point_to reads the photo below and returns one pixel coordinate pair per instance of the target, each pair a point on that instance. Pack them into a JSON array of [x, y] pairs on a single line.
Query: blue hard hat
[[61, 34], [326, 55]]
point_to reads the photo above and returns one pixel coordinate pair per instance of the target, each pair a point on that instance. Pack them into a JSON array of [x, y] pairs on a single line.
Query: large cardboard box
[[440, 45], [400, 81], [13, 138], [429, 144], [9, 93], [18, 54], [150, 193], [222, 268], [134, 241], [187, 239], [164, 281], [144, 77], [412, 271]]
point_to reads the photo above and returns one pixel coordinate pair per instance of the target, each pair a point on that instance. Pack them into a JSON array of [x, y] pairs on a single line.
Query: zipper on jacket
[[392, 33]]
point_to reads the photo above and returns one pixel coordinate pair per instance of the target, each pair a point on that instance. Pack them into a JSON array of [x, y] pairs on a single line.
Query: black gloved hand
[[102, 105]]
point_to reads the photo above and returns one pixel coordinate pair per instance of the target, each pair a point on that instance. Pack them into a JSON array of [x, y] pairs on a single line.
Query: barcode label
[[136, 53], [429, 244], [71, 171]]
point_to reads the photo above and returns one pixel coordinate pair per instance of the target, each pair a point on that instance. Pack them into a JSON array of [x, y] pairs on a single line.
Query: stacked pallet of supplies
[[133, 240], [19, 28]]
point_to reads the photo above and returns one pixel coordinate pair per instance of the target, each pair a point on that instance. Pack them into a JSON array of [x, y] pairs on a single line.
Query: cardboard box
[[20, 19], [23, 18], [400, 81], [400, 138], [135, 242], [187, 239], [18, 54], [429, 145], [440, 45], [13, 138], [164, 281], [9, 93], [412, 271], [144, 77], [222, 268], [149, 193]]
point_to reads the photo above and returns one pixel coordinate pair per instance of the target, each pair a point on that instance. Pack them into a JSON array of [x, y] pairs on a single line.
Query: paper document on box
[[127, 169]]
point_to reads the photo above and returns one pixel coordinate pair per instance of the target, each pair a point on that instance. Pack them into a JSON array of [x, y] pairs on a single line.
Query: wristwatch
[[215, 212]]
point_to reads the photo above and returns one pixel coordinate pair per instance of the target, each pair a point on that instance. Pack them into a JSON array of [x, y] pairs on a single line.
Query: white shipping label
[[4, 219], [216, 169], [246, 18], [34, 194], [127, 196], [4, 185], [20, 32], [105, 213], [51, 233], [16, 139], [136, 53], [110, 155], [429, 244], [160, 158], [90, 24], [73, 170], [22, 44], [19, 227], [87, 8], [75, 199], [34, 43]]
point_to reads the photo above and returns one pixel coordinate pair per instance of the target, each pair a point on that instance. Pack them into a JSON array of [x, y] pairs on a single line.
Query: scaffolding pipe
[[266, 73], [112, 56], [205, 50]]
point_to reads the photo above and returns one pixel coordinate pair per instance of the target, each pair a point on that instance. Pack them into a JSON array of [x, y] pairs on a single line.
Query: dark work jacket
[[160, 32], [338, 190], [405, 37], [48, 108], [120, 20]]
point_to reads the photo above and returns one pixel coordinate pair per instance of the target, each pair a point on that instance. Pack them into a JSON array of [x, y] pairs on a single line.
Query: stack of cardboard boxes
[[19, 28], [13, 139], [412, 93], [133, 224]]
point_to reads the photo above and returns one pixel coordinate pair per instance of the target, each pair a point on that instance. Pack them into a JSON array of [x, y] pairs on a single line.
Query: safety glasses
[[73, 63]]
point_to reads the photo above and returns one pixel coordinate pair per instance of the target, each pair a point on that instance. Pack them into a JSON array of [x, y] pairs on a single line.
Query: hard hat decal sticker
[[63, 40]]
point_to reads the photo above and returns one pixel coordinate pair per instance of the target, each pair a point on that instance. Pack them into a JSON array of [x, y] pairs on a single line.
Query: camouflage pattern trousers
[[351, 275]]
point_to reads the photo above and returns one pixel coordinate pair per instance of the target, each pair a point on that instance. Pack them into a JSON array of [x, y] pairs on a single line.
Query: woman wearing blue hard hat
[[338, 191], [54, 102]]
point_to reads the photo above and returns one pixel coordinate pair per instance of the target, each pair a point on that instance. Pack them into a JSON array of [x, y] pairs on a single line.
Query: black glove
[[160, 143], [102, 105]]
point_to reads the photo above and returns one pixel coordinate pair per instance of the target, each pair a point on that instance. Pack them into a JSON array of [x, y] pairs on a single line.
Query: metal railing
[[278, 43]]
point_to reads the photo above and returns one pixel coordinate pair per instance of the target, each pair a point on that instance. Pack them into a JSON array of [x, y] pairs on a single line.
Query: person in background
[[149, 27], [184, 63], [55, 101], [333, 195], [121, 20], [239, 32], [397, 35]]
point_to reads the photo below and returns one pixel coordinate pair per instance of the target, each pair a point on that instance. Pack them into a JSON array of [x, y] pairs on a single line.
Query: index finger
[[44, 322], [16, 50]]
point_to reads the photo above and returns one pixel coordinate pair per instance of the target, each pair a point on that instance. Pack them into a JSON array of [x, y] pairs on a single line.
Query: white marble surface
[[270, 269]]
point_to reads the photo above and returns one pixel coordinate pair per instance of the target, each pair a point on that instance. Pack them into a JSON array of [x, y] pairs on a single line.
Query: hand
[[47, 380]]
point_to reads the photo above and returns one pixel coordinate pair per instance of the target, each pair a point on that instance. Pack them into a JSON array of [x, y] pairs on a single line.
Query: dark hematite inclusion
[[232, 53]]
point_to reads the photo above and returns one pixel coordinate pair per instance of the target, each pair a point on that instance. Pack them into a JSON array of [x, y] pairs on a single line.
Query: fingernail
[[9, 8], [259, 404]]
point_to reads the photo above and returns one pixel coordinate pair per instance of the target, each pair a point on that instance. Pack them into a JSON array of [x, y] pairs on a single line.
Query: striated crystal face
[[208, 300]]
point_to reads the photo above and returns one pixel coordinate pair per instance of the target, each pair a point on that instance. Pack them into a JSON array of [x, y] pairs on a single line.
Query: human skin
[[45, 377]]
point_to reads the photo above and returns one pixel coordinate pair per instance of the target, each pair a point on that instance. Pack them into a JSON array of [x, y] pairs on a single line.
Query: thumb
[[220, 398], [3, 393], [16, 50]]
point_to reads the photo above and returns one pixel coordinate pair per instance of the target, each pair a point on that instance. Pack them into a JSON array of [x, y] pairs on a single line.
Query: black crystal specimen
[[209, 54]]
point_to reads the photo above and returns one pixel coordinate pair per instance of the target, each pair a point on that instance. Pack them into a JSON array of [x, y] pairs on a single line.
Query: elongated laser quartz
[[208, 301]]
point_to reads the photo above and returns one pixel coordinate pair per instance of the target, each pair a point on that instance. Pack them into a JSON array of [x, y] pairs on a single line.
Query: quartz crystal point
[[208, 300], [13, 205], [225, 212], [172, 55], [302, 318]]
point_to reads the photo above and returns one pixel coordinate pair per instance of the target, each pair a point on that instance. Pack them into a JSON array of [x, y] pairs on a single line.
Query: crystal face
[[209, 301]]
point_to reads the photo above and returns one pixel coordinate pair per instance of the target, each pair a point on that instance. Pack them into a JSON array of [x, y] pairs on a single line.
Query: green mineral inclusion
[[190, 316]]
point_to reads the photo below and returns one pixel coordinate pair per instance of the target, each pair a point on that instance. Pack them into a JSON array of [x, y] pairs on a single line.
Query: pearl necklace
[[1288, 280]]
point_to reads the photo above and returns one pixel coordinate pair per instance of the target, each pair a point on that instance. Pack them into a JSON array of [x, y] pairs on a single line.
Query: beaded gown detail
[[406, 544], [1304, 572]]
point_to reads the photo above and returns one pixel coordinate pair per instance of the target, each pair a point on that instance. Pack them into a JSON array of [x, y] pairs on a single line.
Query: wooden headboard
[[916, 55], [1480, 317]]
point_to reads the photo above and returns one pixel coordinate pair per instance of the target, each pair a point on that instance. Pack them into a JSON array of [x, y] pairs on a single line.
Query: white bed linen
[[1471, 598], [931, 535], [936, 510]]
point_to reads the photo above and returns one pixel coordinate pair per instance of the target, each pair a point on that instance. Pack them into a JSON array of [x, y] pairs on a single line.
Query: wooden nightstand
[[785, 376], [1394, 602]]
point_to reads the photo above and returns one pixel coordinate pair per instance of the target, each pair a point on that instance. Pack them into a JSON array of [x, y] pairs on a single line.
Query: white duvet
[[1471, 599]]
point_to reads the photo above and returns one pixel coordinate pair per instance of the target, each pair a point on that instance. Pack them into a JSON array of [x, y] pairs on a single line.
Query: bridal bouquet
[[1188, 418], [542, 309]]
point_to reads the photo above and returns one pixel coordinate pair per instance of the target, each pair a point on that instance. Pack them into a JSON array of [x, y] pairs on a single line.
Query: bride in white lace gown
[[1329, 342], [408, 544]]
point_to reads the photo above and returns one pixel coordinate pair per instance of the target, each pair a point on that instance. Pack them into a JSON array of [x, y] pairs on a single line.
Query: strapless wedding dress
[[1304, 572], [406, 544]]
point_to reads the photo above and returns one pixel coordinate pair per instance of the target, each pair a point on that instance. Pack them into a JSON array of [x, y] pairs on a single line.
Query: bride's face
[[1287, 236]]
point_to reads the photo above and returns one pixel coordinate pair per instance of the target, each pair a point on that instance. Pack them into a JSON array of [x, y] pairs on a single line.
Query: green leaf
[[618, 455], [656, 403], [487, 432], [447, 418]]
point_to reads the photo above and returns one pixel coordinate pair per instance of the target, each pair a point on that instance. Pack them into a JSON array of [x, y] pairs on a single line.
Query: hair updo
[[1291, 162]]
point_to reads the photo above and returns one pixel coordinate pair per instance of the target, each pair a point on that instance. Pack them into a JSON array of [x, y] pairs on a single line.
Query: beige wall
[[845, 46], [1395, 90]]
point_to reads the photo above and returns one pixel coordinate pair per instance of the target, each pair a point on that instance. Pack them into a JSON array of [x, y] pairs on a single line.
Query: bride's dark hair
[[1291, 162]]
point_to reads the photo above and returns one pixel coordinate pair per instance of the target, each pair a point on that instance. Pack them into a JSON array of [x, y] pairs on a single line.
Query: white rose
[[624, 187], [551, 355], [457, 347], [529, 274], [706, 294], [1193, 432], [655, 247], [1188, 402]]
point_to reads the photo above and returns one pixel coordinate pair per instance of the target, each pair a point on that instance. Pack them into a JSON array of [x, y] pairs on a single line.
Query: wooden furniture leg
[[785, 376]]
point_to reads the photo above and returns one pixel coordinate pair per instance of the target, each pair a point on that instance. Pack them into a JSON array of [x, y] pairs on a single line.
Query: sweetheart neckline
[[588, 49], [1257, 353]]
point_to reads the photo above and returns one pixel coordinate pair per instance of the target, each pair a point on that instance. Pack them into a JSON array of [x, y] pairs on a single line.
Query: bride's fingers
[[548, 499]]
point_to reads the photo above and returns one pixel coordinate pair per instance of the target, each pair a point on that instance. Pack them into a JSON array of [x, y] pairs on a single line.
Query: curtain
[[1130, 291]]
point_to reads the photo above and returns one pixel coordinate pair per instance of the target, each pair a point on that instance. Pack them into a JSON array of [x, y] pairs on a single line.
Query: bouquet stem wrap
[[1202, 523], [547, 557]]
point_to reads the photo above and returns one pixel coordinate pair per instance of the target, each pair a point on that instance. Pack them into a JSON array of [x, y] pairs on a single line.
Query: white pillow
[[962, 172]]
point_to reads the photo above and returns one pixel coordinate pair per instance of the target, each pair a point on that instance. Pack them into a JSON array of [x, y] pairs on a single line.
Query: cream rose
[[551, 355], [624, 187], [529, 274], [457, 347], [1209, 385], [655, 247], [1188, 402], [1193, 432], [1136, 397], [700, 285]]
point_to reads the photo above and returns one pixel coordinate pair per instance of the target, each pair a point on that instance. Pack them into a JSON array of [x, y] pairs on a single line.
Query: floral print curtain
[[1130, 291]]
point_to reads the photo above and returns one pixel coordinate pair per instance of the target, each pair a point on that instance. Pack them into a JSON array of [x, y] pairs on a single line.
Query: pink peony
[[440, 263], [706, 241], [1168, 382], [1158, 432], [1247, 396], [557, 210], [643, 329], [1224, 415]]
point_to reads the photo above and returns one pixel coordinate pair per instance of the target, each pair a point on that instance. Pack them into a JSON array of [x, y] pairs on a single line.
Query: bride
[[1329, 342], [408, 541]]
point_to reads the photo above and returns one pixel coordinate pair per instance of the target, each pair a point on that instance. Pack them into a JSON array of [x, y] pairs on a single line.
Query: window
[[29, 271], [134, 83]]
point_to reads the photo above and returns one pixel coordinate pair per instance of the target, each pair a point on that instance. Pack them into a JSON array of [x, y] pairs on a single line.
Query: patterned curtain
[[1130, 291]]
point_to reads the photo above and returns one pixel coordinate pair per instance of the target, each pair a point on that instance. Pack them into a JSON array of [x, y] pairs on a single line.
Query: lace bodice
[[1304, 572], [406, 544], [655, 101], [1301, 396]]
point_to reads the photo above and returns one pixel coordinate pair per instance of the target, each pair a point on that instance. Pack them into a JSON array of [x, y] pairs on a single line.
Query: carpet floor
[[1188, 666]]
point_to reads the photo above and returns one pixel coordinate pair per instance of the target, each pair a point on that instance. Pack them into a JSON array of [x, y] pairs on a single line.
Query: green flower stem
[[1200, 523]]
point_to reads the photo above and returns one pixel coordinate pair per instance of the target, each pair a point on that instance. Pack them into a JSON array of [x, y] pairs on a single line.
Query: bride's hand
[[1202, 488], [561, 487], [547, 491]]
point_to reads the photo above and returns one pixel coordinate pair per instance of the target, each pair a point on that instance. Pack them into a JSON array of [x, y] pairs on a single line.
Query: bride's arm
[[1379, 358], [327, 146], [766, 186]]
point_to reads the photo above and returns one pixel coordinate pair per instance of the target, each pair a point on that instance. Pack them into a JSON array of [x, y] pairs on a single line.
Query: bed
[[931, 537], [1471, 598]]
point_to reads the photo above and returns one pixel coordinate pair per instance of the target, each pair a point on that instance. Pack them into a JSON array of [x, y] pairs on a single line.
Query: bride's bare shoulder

....

§ OBJECTIVE: How many lines of the listing above contain the string "label"? Case counts, and reply with the number alone.

§ FULL ANSWER: 2